Job: Return every line of the entries below that contains the word "copper", matching case exactly.
***** Working data
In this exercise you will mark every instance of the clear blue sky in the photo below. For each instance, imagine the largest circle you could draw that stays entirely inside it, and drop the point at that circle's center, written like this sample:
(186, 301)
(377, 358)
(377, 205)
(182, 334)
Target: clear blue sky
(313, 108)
**********
***** Working data
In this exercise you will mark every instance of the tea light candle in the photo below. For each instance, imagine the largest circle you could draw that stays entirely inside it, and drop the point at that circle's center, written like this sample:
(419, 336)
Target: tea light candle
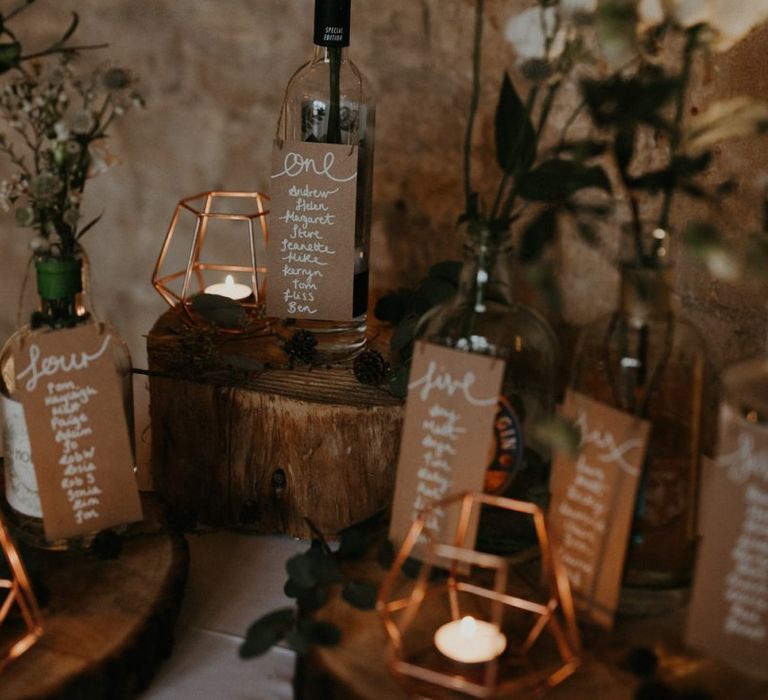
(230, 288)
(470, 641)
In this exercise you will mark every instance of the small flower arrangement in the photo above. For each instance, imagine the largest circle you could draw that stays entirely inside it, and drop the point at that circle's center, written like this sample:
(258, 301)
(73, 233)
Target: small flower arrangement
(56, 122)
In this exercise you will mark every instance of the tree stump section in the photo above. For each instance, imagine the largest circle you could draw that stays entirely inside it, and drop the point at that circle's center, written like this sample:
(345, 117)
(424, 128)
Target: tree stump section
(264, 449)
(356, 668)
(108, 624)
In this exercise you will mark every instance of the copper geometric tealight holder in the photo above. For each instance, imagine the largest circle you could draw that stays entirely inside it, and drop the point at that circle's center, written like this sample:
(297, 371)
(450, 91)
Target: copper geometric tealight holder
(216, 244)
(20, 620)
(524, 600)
**********
Result:
In this exercise you will mark every instance of the copper geometric tealight holder in the photo above. For each instance, imagine the largest circle you could draw that stays entirely inside it, and drop the point at that circle's center, written like this sample:
Target: copper geometric tealight holder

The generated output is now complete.